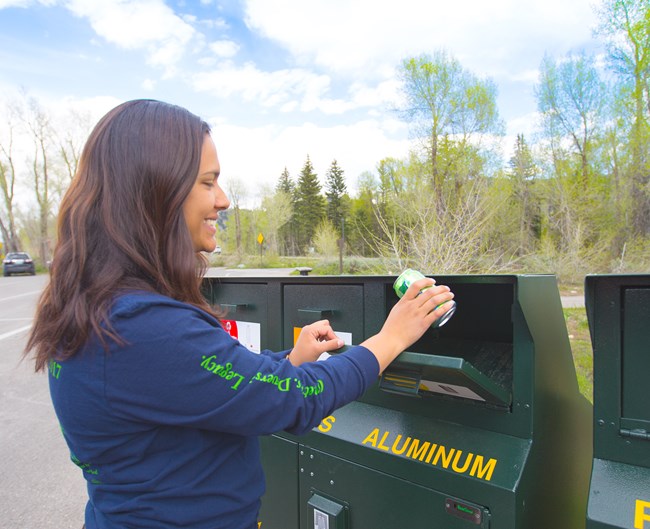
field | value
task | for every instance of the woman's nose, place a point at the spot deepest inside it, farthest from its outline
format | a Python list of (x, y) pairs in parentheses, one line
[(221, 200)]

* * *

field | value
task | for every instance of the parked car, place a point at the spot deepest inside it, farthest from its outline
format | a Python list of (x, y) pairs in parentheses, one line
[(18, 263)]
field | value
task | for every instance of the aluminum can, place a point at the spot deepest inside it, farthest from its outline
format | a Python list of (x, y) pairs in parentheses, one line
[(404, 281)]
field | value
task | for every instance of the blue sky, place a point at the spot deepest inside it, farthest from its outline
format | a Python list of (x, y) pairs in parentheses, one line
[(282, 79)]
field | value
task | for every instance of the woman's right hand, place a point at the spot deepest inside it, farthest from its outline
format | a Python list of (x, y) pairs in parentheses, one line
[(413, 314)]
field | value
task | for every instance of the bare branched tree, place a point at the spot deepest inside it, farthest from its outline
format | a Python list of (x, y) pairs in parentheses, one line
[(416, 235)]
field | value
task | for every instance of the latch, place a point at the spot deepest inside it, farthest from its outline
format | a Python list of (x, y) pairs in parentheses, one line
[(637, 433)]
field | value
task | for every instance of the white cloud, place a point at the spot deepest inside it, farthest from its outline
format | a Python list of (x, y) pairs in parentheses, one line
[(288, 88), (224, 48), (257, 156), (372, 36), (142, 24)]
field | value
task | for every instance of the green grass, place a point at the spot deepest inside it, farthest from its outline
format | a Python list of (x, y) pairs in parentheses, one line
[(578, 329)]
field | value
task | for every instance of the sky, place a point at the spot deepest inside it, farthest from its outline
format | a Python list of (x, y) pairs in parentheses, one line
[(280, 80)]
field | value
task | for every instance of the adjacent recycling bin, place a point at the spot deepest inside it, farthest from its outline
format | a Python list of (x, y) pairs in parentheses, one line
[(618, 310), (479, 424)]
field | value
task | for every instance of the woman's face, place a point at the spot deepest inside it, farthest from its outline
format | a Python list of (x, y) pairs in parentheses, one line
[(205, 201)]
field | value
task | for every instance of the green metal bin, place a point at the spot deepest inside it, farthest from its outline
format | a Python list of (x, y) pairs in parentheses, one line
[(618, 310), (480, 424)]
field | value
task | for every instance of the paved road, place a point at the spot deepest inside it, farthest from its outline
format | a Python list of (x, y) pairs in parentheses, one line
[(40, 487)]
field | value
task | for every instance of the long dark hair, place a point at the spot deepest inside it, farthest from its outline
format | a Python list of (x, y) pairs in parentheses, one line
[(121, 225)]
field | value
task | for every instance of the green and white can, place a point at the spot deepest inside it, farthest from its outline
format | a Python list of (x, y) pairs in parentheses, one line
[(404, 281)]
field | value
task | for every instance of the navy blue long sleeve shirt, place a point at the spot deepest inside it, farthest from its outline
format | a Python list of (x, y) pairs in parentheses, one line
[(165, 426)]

§ GIVEN TASK
Report every line in the data above that contains the word "green", and copy each line in full. Case counts, so a match must have the same capitalization.

§ ANSWER TO THE PROBLEM
task | for every instance of the green grass, place a point at the spot deepest inside it, farthest from its outline
task | for every instance of the green metal bin, place a point at the spot deepest inside it, farthest from its outline
task | for every instance of the green and white can, place a point at the spot deepest inside it, farthest from its outline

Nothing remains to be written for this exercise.